#### Given entries
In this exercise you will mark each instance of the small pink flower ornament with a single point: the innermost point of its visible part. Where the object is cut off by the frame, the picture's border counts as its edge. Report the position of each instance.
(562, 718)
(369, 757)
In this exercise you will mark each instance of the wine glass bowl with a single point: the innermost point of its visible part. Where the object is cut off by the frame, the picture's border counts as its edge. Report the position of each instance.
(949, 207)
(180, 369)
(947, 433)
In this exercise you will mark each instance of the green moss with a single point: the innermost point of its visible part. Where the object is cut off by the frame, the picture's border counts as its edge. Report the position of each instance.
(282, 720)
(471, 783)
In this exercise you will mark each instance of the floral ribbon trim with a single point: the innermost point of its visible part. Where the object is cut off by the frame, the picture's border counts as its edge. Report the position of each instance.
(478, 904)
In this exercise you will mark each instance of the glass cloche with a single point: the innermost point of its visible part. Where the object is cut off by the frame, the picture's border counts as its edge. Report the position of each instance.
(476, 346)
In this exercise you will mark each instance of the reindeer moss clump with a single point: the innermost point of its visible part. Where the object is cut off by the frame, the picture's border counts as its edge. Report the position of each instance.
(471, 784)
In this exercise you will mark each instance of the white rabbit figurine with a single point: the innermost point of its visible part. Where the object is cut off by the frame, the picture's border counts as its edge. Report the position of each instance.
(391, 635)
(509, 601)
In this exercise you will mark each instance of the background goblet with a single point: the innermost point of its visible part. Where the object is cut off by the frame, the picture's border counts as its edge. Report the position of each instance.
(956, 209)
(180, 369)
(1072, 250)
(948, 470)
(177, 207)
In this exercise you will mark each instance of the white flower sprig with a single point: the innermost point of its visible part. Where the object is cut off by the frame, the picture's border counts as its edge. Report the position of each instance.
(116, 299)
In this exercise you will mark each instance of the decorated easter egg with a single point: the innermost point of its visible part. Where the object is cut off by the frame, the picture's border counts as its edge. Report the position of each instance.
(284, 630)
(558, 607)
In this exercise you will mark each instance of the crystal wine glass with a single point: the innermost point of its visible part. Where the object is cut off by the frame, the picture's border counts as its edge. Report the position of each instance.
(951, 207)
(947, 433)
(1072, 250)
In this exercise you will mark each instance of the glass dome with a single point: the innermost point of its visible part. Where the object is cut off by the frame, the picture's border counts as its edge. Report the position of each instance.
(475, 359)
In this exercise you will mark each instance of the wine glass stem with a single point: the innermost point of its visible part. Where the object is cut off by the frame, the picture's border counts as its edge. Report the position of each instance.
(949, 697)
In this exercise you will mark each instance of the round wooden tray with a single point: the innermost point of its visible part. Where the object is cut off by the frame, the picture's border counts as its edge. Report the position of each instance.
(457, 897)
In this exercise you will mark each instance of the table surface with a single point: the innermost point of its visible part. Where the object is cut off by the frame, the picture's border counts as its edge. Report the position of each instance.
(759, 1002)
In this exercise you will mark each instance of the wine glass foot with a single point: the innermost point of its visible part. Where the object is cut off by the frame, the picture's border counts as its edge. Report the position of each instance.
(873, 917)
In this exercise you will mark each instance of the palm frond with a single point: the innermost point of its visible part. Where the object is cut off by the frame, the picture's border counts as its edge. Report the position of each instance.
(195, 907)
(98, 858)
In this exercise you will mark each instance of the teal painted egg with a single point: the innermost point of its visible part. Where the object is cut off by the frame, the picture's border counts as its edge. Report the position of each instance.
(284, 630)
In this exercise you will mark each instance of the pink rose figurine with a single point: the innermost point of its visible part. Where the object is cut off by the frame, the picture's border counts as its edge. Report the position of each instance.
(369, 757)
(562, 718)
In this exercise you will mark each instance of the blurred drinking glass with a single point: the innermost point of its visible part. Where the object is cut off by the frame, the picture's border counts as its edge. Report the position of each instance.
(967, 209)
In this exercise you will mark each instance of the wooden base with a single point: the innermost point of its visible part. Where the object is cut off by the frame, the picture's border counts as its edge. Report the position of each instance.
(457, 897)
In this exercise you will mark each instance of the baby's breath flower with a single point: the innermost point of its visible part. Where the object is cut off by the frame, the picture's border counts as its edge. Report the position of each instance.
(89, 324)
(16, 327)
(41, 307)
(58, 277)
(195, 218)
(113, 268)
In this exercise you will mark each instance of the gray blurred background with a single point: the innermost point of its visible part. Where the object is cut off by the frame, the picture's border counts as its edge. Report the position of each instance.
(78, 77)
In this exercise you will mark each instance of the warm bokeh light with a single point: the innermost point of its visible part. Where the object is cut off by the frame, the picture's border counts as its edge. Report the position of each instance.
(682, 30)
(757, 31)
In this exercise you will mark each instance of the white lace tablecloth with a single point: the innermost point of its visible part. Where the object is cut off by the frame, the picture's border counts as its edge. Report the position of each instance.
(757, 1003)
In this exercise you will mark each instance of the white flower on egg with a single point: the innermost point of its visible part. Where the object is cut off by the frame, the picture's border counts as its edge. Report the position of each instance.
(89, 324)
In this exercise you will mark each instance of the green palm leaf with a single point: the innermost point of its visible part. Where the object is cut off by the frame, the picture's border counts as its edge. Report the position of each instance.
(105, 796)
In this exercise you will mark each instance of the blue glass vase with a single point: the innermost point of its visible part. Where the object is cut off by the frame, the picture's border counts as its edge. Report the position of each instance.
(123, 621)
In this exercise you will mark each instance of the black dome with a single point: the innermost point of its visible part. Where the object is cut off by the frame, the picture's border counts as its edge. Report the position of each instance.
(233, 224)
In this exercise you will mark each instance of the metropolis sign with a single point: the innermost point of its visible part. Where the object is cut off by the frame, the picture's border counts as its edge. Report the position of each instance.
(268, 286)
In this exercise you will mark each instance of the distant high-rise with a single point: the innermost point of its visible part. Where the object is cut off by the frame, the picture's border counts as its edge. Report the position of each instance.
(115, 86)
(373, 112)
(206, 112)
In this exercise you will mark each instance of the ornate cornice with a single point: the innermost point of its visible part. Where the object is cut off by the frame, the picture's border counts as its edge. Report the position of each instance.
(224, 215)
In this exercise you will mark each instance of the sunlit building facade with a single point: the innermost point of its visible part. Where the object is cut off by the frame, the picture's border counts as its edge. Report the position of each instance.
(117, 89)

#### Written problem
Write out the lines from the one containing "In this exercise you will mark each instance of the ornate" through the last line as a JSON list of strings, one string per line, skipping any blank lines.

#### The solution
[
  "In this exercise you will mark each instance of the ornate cornice with a single point: the innermost point of its visible part. Where the object is cut off by the frame, the picture's border counts as its edge. Report the position of each instance.",
  "(224, 215)",
  "In this exercise you will mark each instance of the sunlit building facade with a single point: the innermost point of its visible part. Where the object is cut off by the frame, the picture's border counts as its edge. Report the position of each instance.",
  "(117, 89)"
]